◆ What is expected ◆
Reproduce the top of the data verbatim, through and including the line that contains "column 1289, row 211".

◆ Data ◆
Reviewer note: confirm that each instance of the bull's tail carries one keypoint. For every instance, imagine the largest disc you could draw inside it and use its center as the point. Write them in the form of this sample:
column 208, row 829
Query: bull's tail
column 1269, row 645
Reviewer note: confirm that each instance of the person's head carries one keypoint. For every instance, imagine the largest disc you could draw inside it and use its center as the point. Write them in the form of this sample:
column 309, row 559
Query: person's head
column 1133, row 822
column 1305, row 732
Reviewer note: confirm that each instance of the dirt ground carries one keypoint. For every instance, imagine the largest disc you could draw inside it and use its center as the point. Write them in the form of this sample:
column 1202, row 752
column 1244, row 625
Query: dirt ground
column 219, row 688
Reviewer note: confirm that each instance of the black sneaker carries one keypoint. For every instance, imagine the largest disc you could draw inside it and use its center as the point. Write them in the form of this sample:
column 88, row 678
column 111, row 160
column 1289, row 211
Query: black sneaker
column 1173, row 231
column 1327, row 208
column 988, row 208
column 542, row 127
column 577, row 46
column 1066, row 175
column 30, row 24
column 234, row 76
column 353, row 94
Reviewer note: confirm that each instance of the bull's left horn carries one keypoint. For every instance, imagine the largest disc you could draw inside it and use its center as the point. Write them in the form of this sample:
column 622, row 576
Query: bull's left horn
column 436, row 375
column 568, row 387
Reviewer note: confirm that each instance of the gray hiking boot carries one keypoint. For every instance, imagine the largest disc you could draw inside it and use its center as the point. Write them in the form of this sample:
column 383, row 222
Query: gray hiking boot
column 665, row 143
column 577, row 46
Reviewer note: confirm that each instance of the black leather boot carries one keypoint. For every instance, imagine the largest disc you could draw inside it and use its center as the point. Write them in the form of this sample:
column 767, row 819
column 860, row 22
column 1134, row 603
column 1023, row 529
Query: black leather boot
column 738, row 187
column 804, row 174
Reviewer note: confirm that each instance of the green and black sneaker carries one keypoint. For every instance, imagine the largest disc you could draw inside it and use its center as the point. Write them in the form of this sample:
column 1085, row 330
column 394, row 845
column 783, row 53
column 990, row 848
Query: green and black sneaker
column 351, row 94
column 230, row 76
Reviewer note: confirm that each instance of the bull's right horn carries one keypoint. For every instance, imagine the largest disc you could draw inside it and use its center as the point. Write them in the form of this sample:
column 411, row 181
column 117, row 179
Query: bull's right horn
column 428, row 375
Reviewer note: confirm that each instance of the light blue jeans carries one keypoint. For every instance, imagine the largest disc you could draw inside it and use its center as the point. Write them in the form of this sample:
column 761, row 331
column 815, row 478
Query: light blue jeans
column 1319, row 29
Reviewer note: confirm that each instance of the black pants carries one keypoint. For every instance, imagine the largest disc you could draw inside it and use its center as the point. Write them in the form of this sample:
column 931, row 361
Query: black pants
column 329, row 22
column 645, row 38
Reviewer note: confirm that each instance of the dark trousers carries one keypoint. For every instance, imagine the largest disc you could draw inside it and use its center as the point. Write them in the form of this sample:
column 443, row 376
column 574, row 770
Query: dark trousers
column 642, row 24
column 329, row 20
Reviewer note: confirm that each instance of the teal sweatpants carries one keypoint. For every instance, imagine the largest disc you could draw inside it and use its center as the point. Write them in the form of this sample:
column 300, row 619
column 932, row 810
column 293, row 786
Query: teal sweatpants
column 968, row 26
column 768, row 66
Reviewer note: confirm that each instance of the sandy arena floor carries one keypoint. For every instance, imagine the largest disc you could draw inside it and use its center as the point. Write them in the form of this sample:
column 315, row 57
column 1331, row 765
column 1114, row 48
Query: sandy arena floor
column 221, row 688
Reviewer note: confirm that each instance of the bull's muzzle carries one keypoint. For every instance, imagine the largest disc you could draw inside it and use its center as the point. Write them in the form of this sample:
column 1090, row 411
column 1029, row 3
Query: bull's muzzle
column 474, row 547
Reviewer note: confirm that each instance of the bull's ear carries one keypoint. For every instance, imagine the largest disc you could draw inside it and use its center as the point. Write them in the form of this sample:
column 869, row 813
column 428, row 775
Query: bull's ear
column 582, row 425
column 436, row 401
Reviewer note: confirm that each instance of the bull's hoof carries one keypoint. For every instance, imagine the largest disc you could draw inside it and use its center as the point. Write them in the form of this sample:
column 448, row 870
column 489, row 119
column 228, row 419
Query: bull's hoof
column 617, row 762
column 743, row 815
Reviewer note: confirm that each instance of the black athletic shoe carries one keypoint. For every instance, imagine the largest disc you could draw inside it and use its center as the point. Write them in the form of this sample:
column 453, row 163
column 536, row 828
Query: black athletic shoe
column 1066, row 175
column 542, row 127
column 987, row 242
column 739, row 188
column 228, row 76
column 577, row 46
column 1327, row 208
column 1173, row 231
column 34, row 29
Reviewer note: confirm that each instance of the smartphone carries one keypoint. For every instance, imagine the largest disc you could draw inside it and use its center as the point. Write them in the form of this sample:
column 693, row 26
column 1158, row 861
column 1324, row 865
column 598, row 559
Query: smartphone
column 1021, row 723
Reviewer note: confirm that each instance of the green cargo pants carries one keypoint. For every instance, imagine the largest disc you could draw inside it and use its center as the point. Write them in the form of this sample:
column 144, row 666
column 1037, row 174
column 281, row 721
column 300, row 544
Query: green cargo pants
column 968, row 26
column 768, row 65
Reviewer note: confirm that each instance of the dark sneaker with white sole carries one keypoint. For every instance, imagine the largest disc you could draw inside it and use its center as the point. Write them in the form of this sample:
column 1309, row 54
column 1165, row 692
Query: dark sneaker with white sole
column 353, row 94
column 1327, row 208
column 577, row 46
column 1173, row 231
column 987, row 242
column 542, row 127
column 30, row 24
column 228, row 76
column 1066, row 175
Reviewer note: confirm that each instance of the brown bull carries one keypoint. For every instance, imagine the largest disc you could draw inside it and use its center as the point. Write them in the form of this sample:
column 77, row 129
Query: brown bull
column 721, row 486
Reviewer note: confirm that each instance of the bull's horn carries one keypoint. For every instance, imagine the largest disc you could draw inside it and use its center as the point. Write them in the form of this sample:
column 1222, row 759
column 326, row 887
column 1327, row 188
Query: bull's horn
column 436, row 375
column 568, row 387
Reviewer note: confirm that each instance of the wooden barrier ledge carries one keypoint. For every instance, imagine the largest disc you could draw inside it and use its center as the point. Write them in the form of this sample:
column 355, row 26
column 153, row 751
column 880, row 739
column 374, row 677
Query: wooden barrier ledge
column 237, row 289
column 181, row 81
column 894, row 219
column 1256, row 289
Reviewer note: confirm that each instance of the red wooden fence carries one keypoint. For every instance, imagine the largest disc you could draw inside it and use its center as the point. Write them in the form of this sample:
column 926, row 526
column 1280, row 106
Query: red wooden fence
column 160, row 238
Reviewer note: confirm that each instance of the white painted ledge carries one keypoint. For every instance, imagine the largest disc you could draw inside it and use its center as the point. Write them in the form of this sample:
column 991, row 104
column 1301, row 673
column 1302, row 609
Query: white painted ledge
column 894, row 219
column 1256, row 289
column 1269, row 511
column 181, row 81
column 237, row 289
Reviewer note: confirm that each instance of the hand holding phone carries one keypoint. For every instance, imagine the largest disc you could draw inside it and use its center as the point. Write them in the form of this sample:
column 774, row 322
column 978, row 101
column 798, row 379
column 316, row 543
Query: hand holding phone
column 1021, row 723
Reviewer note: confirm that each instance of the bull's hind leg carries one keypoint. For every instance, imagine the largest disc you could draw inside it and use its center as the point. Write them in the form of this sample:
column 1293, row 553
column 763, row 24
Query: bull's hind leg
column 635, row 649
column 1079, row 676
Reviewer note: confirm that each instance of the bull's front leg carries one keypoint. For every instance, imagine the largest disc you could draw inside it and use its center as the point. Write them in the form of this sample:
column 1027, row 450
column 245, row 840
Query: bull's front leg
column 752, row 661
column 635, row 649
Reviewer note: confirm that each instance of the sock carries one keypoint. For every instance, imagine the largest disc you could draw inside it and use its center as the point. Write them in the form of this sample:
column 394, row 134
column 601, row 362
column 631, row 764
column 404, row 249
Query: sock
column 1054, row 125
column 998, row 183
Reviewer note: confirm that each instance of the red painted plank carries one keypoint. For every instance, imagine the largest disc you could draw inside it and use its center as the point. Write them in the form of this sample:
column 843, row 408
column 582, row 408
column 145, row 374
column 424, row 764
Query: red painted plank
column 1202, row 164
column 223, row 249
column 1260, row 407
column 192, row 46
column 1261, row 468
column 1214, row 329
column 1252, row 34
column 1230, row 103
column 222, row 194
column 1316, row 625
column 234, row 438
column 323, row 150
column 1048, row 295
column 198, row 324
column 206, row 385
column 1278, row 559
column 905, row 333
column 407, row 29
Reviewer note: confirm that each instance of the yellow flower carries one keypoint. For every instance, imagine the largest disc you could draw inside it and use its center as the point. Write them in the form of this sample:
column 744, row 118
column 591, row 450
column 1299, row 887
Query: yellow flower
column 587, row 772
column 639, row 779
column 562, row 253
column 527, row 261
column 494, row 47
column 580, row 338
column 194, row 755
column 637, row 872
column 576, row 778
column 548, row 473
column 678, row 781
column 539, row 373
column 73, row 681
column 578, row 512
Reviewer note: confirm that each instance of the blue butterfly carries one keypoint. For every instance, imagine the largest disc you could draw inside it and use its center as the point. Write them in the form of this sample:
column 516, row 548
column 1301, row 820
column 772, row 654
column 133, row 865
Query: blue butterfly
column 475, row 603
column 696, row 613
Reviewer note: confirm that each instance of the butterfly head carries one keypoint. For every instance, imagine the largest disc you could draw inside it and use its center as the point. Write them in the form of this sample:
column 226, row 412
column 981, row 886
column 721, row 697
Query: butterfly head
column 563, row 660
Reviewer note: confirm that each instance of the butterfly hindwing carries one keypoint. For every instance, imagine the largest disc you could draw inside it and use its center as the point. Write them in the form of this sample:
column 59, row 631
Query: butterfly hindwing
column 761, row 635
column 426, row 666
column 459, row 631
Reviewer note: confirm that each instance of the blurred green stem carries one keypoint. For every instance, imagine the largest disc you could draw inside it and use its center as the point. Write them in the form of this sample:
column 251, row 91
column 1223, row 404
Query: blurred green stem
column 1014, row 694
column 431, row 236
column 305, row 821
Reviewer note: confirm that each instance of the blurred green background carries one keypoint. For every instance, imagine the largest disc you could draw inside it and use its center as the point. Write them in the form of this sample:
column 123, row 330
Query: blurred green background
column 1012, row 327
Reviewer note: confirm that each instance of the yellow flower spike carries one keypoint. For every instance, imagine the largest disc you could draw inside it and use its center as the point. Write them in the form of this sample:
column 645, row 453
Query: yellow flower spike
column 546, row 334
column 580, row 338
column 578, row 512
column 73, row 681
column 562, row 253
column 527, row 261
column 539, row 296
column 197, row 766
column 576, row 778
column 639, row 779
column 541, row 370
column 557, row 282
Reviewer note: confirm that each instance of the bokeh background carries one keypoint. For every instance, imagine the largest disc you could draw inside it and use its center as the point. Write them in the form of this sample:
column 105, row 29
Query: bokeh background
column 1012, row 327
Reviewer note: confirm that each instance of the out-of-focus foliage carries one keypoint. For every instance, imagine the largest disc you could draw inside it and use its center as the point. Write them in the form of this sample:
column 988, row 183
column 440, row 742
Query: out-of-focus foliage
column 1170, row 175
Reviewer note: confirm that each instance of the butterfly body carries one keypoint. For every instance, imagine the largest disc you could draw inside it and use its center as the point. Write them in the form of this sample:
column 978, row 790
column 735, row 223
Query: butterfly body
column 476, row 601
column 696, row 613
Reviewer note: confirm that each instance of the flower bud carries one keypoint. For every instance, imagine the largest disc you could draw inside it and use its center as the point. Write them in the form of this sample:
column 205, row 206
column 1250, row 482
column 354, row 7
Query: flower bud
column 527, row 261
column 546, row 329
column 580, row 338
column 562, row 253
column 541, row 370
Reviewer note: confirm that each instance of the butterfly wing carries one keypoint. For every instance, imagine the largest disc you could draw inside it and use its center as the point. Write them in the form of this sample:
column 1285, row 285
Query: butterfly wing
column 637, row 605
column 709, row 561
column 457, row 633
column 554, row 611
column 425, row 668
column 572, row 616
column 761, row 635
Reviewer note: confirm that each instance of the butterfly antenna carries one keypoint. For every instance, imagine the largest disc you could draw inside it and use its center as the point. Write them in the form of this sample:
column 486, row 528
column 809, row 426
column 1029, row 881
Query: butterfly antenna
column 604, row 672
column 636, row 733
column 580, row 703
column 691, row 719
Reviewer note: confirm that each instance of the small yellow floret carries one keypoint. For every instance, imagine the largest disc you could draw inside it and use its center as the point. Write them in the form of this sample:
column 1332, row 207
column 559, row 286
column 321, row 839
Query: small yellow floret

◆ Response ◆
Reviewer note: confirm that each instance of the bull's tail carries one keypoint. For every instance, imagine the largest disc you could draw inside it and use its center as the point. Write them in the form of this sample:
column 208, row 829
Query: bull's tail
column 1269, row 645
Reviewer note: confirm that each instance of the person's head carries one keypoint. For every instance, imagine the largest disc you could draw inside it and use its center as the point. Write them in the form of this sample:
column 309, row 559
Query: person's head
column 1133, row 822
column 1305, row 732
Reviewer note: confirm that each instance of the dirt ground carries one keypoint. For every instance, imagine the largest disc you could draw inside it and use its center as the point. Write them in the form of this sample:
column 1202, row 752
column 1244, row 625
Query: dirt ground
column 219, row 688
Reviewer note: confirm that each instance of the black sneaker carries one keypoint. For every instance, imagine the largest disc you could draw inside it and use its center as the point. Write them in the form of this sample:
column 88, row 678
column 111, row 160
column 1289, row 211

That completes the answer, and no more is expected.